The healthcare business model has irrevocably changed. Medical practices must adapt to survive and thrive.

I recently attended Houston's 2012 HealthCare Symposium, which provides a good overview of the hot nonclinical topics in healthcare.  This year's title said it all:  "2012 Regression or Progression:  Your Choice."

A session on the elections and the Affordable Care Act began the symposium, which was presented by the local chapters of the American College of Healthcare Executives, the Medical Group Management Association, and the Healthcare Financial Management Association, as well as the Houston CPA Society. 

The panelists' message was crystal clear: "This is going to happen.  There will be tweaks, but the framework and timelines are established.  The only rational course of action is to figure out how to thrive in the new model."  Some audience members wanted to argue the merits of healthcare reform, but the panelists would not engage in a debate of what they regarded as a settled question.

The second session was titled "Accountable Care Organization:  An Operational Perspective."  In several years of attending these symposia, I have never seen a session focused on operations.  There were two major points of this session:

  • Medicine has traditionally focused on clinical progress and performance and has been generally dismissive of efforts to improve operational effectiveness and efficiency.
  • Operational improvements are essential to the continued successful practice of medicine, in both ambulatory and non-ambulatory settings.

The lunch session was fascinating, but not necessarily in a good way.  The lone speaker was the publisher of Houston's daily paper.  He announced the paper's commitment to regular, extensive coverage of healthcare and began asking questions to gauge the audience's thinking on a number of issues.  Unfortunately, the questions were essentially unanswerable because they were based on faulty premises that disclosed an almost complete ignorance of the current healthcare environment.

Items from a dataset

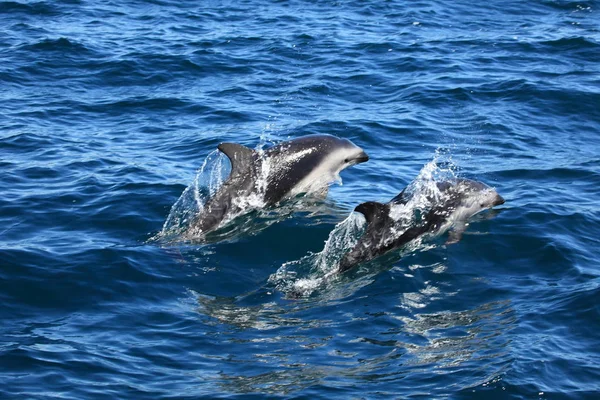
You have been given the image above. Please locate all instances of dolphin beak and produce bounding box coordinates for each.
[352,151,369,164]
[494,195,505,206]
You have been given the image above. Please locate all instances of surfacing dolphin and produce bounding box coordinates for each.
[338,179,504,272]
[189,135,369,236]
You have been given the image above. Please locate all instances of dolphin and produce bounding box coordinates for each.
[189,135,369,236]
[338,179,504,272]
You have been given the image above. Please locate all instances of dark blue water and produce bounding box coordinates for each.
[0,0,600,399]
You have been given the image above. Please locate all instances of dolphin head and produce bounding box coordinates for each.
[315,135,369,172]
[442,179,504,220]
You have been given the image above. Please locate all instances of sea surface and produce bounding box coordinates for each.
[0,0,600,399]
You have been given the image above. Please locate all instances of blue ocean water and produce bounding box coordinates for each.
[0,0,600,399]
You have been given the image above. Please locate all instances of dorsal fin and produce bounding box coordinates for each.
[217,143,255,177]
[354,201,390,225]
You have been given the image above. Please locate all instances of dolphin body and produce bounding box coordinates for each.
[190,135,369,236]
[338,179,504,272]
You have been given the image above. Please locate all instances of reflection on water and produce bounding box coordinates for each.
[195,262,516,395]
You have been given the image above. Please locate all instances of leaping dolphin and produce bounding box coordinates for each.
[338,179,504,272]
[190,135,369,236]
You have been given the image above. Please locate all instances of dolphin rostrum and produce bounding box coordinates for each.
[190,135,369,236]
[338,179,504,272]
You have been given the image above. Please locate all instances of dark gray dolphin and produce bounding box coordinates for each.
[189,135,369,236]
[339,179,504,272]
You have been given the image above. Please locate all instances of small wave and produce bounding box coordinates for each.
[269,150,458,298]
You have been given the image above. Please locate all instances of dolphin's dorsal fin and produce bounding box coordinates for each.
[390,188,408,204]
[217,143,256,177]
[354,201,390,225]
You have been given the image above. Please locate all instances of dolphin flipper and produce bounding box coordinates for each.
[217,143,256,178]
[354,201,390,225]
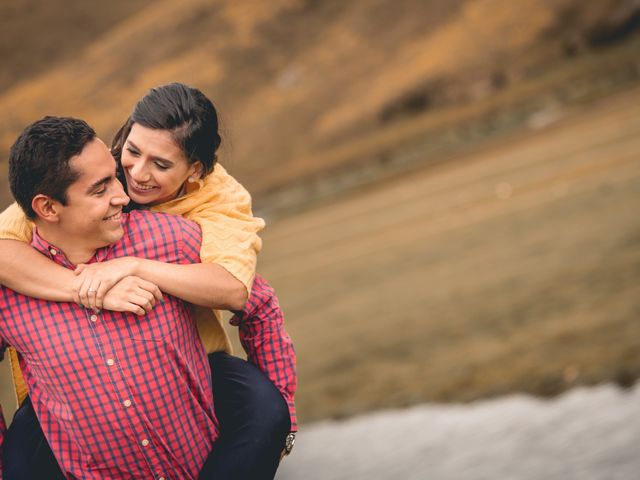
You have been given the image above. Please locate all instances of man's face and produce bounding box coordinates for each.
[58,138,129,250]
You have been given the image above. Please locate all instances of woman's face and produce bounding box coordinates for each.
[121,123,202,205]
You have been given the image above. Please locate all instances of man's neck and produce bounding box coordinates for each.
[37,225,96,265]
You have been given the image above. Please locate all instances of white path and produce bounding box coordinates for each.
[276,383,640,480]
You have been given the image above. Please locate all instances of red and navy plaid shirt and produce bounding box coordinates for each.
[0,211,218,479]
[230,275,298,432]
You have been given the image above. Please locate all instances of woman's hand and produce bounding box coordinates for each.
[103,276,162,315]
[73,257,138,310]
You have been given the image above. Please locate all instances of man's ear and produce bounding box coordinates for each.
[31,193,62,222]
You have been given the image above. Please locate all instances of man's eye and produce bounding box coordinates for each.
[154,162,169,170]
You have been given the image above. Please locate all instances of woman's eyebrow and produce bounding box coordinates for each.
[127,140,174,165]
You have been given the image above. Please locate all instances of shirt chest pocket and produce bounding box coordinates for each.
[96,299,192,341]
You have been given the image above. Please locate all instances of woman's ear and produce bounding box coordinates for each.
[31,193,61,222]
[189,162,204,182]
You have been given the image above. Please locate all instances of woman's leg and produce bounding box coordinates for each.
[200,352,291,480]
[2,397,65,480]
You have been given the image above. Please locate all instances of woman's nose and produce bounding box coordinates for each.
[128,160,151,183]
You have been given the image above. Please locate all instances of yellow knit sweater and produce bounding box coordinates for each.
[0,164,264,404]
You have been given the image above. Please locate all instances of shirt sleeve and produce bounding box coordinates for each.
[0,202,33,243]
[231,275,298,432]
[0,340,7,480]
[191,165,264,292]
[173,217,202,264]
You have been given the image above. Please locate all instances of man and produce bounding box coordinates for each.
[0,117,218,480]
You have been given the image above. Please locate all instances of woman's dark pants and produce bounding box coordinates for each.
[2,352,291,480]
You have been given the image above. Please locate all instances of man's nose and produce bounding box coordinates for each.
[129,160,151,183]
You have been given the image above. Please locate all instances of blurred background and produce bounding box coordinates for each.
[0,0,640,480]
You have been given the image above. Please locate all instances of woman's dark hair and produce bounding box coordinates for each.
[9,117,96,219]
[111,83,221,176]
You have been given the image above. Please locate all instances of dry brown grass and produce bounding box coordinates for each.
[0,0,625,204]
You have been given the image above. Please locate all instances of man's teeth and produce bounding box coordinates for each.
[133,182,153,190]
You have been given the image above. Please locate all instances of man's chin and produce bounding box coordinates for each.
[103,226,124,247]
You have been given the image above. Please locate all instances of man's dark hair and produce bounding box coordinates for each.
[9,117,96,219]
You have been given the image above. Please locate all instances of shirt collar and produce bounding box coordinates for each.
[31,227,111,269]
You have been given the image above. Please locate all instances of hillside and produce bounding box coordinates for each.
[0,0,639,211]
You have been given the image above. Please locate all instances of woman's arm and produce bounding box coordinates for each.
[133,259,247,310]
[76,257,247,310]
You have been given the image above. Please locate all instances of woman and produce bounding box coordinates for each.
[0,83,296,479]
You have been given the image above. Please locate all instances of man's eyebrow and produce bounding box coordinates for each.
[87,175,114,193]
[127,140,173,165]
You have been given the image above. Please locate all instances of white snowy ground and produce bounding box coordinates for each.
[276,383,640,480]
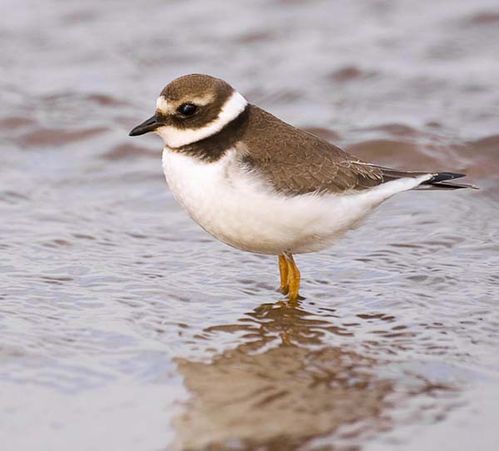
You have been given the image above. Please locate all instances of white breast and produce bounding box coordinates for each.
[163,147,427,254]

Task list:
(1) From the passage on the Houston healthcare symposium, reproduce the text verbatim starting at "The lunch session" and ending at "current healthcare environment.".
(2) According to the passage on the Houston healthcare symposium, who was the lone speaker at the lunch session?
(3) Pick up the account of the Houston healthcare symposium after its final sentence and continue writing it.

Solved tasks:
(1)
The lunch session was fascinating, but not necessarily in a good way.  The lone speaker was the publisher of Houston's daily paper.  He announced the paper's commitment to regular, extensive coverage of healthcare and began asking questions to gauge the audience's thinking on a number of issues.  Unfortunately, the questions were essentially unanswerable because they were based on faulty premises that disclosed an almost complete ignorance of the current healthcare environment.

(2) The publisher of Houston's daily paper.

(3)
Given that the speaker has recognized the importance of changes in healthcare enough to commit resources to cover the topic, it was scary to think how little average citizens know or understand.

The day left me with two important, overarching takeaways:

  • It is time to accept the fact that the healthcare business model has irrevocably changed.  As with all major disruptions, the only option is to adapt or die.  Those who invest their energies in understanding the new environment can thrive.
  • Operations management in healthcare has been neglected and is the most likely source of funds to make up for diminished reimbursements.  Thirty percent of the work in any office adds no value, and at least some of it causes errors.  Experience has taught me that the percentage in a medical office or clinic is closer to fifty percent. Improving operations management is the most likely source of funds to make up for diminished reimbursements. 

As the title said, "2012 Regression or Progression:  Your Choice."